▸ **What you need to do**
Write out exactly, with no other output, the lines below from the one that contains "Expected behaviour: for each instance of the man's" through the end.

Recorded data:
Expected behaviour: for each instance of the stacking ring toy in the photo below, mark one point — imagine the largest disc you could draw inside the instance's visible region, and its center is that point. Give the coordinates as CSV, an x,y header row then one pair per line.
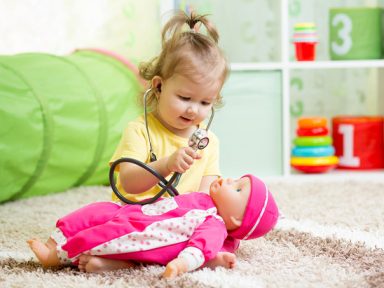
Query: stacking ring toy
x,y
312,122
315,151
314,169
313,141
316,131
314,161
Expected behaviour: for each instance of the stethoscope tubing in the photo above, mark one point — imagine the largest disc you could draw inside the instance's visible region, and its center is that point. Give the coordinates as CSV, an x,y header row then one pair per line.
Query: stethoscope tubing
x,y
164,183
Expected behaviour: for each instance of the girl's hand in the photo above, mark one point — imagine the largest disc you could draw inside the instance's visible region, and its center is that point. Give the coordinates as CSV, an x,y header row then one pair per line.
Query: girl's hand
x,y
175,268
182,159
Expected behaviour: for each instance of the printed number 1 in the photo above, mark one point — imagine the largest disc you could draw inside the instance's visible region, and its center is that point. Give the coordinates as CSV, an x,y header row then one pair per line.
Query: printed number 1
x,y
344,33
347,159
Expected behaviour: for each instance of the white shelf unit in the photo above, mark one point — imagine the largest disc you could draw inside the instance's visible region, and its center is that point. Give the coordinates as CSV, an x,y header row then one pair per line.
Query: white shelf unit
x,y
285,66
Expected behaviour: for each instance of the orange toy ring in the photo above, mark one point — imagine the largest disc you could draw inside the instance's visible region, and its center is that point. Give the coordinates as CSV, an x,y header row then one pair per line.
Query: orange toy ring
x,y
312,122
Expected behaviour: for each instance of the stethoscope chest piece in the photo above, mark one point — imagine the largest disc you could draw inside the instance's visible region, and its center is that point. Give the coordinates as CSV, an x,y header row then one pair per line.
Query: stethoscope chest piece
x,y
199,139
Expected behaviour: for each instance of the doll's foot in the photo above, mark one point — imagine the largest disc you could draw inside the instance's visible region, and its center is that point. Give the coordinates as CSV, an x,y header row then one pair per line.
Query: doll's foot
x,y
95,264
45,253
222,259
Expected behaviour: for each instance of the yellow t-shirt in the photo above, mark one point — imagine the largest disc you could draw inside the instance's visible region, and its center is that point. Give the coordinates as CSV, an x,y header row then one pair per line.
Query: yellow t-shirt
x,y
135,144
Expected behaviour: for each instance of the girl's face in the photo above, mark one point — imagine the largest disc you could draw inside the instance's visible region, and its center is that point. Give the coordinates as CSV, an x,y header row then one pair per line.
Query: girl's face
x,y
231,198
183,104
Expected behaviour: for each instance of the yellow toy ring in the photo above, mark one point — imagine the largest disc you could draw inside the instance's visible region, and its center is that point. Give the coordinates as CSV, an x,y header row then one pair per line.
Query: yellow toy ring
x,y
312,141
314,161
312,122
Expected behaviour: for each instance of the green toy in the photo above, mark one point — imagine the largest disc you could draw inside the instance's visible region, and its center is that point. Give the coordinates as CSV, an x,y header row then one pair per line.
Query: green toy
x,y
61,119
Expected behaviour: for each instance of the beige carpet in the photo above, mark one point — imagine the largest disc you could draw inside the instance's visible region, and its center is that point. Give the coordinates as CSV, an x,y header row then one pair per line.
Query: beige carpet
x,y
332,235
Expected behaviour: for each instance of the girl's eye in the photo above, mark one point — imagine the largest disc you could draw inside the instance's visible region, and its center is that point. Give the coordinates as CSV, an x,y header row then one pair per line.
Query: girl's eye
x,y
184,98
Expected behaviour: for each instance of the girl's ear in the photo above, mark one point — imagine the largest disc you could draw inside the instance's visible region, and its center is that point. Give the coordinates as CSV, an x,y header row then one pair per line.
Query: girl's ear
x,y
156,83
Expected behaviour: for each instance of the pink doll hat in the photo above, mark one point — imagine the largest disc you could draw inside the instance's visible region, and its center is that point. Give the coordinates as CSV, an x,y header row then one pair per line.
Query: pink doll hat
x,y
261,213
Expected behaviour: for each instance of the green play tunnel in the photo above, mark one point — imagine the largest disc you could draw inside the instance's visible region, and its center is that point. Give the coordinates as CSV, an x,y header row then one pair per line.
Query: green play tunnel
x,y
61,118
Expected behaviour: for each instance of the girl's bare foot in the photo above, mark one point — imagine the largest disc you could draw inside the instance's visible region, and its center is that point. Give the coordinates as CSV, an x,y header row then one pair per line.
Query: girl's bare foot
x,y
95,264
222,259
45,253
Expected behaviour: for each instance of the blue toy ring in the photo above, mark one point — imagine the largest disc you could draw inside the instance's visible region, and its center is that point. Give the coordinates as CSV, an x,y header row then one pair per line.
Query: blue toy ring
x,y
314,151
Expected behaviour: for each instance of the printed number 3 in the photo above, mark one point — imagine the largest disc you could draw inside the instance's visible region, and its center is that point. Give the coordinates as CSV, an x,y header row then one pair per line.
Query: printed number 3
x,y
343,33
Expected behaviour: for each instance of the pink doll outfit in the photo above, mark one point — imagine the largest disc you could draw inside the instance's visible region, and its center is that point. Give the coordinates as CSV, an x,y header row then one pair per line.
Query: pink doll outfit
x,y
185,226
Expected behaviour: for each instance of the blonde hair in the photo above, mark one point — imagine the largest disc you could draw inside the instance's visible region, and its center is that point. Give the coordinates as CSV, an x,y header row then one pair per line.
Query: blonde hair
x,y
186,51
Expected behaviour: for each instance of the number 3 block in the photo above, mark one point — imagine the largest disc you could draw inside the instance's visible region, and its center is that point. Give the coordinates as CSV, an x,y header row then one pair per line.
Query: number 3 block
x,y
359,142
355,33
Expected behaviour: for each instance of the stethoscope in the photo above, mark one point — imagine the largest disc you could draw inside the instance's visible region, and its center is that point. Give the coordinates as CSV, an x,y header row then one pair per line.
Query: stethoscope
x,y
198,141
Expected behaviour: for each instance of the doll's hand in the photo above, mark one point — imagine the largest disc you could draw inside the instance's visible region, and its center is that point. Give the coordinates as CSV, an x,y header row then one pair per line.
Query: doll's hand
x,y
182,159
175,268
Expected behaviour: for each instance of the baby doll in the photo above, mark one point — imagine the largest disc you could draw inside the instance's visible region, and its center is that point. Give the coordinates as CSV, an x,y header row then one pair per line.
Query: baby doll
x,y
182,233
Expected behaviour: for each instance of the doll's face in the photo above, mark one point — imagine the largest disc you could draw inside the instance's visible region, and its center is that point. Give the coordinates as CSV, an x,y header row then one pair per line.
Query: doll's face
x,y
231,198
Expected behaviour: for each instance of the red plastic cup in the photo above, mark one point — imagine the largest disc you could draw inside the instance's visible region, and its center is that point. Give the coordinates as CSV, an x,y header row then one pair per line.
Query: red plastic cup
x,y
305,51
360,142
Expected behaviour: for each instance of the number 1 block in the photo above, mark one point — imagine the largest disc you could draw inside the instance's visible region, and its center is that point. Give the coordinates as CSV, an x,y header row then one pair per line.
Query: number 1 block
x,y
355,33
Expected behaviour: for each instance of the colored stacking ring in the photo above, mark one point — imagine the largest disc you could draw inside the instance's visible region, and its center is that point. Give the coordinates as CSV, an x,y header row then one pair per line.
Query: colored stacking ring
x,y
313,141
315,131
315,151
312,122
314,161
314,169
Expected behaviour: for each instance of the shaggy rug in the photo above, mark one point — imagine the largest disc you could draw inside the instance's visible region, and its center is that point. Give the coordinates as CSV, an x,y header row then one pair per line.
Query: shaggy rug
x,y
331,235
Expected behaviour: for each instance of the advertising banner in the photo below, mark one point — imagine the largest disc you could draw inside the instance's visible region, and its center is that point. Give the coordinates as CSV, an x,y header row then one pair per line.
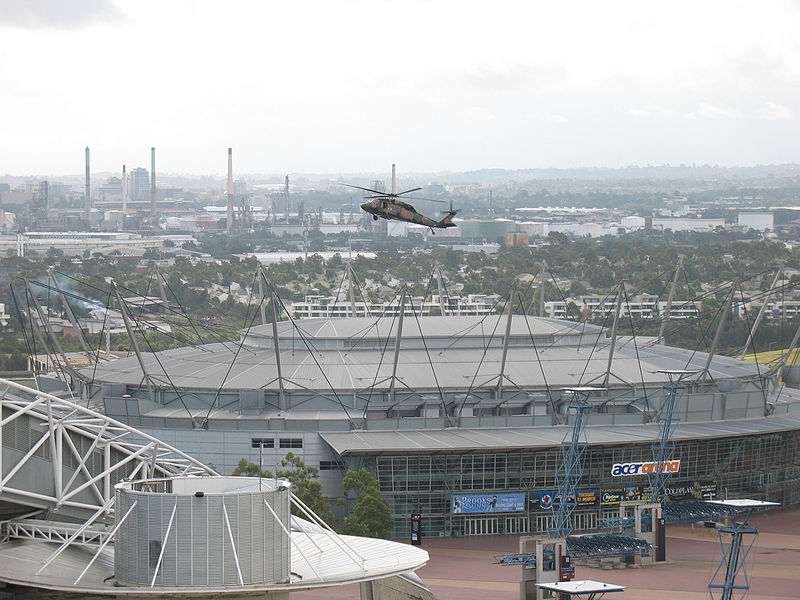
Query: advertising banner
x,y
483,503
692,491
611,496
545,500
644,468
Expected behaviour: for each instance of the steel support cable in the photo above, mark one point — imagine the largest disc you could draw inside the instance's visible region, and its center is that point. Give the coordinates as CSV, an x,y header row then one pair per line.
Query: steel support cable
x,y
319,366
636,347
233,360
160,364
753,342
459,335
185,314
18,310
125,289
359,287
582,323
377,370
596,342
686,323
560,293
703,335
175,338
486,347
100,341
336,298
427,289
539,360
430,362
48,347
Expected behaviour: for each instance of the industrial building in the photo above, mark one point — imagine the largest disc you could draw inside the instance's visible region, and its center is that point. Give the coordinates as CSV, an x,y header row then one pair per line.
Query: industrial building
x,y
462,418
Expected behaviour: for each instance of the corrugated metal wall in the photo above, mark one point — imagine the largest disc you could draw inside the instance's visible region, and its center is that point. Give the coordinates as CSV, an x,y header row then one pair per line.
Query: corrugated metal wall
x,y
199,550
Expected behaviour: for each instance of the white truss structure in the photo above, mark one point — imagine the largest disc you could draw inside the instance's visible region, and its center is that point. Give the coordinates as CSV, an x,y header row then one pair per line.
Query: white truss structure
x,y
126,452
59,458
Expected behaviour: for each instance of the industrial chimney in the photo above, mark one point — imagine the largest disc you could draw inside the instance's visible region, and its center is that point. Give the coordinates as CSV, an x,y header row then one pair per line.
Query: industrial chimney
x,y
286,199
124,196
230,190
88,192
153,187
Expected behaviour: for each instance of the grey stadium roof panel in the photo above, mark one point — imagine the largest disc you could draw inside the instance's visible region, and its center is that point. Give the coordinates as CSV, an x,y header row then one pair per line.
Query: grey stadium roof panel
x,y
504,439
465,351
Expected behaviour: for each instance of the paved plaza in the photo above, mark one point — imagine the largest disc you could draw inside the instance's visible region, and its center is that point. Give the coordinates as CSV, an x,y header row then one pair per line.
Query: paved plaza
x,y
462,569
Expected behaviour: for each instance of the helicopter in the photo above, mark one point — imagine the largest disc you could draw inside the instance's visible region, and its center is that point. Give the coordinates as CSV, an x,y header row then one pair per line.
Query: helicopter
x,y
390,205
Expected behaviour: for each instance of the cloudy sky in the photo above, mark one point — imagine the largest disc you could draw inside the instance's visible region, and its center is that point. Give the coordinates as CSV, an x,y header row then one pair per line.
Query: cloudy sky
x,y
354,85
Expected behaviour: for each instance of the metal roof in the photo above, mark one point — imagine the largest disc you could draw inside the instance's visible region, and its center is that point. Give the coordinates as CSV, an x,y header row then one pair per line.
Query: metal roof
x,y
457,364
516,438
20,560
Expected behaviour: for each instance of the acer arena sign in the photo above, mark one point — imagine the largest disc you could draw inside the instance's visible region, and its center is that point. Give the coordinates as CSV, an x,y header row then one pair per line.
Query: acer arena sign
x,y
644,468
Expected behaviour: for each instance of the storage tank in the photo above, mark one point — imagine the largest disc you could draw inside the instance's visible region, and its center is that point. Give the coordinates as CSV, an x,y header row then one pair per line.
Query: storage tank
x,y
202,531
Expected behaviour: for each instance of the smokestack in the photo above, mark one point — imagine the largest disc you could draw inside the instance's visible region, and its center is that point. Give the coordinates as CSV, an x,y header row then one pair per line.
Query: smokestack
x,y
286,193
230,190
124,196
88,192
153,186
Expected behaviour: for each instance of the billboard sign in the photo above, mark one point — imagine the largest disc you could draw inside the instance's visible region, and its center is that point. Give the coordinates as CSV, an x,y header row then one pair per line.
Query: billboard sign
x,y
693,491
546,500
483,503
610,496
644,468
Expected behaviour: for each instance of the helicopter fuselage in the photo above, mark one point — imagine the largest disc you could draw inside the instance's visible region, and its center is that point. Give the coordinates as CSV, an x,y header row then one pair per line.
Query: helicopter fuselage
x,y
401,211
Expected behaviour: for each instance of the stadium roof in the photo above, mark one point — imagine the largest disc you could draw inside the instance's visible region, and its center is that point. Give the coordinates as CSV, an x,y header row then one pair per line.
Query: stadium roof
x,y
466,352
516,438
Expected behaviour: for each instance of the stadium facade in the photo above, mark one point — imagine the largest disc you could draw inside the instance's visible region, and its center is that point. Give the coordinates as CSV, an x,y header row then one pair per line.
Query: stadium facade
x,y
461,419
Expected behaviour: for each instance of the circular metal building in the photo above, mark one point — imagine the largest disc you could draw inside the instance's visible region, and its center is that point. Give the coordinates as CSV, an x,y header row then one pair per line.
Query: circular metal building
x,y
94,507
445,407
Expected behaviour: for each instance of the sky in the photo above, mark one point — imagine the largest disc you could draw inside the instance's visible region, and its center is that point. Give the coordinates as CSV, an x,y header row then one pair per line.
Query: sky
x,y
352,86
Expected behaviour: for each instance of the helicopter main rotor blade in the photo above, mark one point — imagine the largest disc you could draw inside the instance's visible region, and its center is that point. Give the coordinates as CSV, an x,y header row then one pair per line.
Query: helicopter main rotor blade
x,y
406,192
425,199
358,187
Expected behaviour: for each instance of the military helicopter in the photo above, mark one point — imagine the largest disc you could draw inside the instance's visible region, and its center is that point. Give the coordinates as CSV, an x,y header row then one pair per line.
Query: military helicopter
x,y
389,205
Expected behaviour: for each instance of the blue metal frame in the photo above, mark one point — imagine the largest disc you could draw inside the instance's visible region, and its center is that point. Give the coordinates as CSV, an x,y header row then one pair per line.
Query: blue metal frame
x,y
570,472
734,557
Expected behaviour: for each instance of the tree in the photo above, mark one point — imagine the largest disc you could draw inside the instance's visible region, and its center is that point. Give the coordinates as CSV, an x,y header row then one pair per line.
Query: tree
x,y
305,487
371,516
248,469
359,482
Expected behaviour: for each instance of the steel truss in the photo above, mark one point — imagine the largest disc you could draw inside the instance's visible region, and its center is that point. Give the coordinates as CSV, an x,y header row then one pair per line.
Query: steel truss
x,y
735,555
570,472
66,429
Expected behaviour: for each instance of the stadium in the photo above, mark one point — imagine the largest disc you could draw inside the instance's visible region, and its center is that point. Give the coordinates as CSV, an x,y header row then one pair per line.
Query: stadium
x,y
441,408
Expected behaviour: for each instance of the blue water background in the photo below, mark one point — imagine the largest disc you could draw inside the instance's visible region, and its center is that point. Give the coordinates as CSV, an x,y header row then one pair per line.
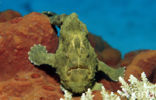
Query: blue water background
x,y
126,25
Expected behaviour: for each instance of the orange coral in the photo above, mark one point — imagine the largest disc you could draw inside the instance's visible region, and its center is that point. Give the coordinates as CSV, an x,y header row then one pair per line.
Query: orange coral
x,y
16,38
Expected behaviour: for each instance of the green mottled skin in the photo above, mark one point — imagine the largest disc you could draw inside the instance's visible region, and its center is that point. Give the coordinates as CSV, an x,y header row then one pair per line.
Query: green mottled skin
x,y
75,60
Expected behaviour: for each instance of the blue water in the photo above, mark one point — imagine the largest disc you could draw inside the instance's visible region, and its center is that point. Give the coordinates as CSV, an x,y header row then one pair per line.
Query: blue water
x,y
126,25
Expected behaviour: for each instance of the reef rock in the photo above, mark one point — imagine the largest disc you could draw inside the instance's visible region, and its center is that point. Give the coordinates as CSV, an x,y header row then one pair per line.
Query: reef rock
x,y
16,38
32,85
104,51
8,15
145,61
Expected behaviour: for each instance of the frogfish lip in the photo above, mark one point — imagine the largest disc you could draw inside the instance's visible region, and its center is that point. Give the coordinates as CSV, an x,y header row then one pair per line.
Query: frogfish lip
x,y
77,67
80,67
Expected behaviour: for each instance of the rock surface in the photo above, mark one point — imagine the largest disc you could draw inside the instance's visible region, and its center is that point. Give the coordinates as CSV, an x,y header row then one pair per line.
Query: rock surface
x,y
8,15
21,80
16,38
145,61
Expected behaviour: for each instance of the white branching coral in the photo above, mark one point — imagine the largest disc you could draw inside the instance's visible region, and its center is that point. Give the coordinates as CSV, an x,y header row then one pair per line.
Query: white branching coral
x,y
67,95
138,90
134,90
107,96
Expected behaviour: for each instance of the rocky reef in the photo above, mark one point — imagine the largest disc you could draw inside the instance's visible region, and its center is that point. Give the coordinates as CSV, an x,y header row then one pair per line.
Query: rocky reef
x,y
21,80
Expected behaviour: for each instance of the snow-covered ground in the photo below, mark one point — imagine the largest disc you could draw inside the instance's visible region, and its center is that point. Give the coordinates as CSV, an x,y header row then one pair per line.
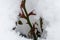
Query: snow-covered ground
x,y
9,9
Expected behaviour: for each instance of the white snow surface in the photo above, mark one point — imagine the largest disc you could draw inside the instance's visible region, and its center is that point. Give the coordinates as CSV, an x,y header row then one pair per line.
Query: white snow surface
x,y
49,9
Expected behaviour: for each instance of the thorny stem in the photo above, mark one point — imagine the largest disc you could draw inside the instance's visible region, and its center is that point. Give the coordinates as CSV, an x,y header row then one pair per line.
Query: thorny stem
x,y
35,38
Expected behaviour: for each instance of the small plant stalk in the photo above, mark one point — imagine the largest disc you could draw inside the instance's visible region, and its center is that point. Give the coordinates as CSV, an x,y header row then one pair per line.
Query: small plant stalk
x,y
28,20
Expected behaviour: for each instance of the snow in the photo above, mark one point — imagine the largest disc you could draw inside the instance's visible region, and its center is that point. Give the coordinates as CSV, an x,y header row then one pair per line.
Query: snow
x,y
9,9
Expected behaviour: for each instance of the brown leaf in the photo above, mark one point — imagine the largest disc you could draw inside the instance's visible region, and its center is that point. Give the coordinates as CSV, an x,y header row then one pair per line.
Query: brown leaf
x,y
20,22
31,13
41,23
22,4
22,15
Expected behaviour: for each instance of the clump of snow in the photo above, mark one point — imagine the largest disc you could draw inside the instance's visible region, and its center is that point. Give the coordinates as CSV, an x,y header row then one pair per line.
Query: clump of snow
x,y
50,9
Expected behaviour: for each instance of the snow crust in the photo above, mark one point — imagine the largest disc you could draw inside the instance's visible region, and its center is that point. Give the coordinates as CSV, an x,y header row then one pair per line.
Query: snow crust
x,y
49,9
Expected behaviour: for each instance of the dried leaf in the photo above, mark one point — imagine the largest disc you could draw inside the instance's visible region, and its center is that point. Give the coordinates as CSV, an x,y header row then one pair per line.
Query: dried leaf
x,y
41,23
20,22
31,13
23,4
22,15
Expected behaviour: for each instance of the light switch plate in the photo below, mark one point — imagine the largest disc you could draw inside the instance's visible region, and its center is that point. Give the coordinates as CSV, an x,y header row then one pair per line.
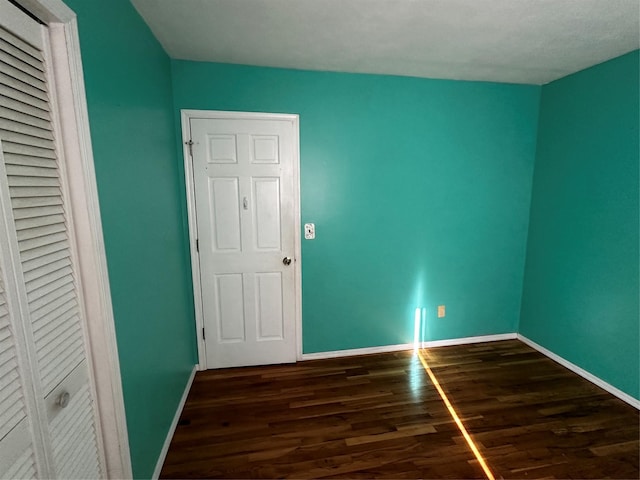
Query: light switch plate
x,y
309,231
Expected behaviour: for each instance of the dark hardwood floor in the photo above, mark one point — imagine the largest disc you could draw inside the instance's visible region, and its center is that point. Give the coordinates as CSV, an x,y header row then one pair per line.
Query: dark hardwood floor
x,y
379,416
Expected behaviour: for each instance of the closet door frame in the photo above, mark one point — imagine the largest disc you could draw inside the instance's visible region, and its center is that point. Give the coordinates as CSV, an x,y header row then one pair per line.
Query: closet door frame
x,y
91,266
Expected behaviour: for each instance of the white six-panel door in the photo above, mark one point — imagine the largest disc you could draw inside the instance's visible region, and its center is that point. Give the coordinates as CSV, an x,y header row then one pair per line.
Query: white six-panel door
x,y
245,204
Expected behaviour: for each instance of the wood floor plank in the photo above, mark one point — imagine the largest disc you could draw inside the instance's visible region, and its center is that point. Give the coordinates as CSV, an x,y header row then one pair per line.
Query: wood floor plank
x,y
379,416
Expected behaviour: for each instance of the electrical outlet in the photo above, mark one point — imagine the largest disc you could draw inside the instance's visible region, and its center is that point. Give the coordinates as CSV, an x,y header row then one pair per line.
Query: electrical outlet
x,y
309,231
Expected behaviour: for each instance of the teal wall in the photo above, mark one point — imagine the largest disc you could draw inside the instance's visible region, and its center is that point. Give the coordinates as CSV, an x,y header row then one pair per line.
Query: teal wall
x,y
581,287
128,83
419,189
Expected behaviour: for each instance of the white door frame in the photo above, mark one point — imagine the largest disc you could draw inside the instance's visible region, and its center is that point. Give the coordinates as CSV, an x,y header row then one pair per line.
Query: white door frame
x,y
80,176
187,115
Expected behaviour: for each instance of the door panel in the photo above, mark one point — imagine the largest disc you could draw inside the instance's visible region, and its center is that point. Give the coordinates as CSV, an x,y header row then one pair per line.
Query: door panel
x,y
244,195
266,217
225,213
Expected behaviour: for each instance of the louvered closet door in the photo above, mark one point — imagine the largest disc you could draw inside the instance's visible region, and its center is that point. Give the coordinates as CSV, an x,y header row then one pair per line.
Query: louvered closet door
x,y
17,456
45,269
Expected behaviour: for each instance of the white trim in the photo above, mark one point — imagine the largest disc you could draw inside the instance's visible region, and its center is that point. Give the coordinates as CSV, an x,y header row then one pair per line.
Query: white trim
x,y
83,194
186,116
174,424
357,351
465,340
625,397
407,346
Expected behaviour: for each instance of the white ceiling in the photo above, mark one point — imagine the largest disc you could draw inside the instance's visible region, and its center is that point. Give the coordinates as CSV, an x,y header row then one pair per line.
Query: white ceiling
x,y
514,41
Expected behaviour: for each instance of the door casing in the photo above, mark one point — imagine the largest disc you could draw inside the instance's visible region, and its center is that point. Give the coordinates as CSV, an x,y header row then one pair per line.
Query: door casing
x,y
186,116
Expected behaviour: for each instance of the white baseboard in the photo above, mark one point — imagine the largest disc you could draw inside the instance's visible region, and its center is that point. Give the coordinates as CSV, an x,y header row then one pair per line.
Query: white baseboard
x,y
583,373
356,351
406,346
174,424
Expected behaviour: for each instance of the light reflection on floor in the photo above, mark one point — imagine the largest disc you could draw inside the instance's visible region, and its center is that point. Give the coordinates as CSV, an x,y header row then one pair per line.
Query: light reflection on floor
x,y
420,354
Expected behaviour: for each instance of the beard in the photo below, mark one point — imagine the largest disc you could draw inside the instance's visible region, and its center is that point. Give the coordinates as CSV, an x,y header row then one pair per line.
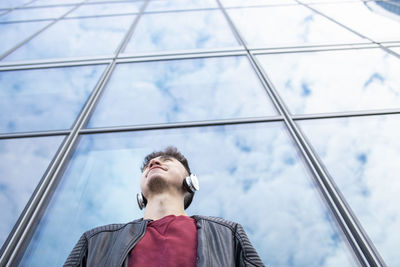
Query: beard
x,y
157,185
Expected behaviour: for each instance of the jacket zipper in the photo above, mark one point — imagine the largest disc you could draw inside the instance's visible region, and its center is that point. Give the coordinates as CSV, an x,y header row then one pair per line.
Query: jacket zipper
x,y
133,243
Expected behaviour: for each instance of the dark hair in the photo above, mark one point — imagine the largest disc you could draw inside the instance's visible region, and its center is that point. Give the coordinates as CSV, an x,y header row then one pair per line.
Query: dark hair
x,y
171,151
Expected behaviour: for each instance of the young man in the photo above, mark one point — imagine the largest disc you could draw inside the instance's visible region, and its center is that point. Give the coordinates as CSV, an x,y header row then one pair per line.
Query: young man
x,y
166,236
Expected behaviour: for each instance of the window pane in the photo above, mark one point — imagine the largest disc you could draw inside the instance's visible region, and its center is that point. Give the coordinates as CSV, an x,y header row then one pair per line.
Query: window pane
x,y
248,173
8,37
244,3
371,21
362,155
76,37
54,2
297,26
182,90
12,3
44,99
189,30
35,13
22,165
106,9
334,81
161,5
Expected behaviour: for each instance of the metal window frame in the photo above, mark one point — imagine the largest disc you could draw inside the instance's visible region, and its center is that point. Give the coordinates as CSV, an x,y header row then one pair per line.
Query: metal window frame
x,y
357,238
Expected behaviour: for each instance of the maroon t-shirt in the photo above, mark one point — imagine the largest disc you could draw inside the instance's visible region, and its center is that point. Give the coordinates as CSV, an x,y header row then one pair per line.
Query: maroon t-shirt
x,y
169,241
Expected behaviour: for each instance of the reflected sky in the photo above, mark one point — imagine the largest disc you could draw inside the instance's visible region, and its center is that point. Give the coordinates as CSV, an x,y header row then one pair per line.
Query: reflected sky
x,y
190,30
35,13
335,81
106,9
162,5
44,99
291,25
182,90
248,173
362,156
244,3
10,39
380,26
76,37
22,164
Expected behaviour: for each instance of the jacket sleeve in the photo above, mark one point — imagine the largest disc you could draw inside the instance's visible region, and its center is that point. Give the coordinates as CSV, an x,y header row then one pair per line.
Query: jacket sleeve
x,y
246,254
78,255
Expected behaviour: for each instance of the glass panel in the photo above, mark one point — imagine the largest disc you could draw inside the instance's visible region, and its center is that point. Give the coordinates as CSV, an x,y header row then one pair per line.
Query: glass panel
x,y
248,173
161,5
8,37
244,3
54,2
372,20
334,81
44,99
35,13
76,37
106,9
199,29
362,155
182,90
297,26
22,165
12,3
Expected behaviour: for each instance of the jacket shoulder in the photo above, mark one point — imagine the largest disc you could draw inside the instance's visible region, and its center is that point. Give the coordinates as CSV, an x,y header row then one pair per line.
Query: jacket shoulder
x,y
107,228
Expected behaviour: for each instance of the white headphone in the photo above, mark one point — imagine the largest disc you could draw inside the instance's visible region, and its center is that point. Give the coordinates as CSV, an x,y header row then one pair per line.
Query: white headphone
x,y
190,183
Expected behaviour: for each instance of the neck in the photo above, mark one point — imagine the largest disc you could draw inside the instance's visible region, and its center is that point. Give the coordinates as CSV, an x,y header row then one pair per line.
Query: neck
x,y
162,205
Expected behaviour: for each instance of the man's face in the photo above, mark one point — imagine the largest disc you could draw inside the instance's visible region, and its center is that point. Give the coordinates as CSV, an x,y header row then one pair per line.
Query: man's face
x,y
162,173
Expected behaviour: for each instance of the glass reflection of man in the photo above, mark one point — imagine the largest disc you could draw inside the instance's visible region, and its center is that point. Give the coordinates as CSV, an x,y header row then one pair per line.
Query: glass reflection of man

▸ **Written solution**
Expected behaviour: for each instance of the man's face in the photo above, mark one point — imagine the largest disc you could draw inside the instance's visible region, and its center is that point. Give the coordinates as CSV, an x,y header row then one pair per line.
Query: man's face
x,y
162,173
Expected behaviour: for each instance of the glass reflection of man in the photo above, mark one point — imagine the largest disc you could draw inside the instance's visible region, and its center is that point. Give the coordinates as CSV, an x,y header row then one pair per line.
Query: glass reflection of man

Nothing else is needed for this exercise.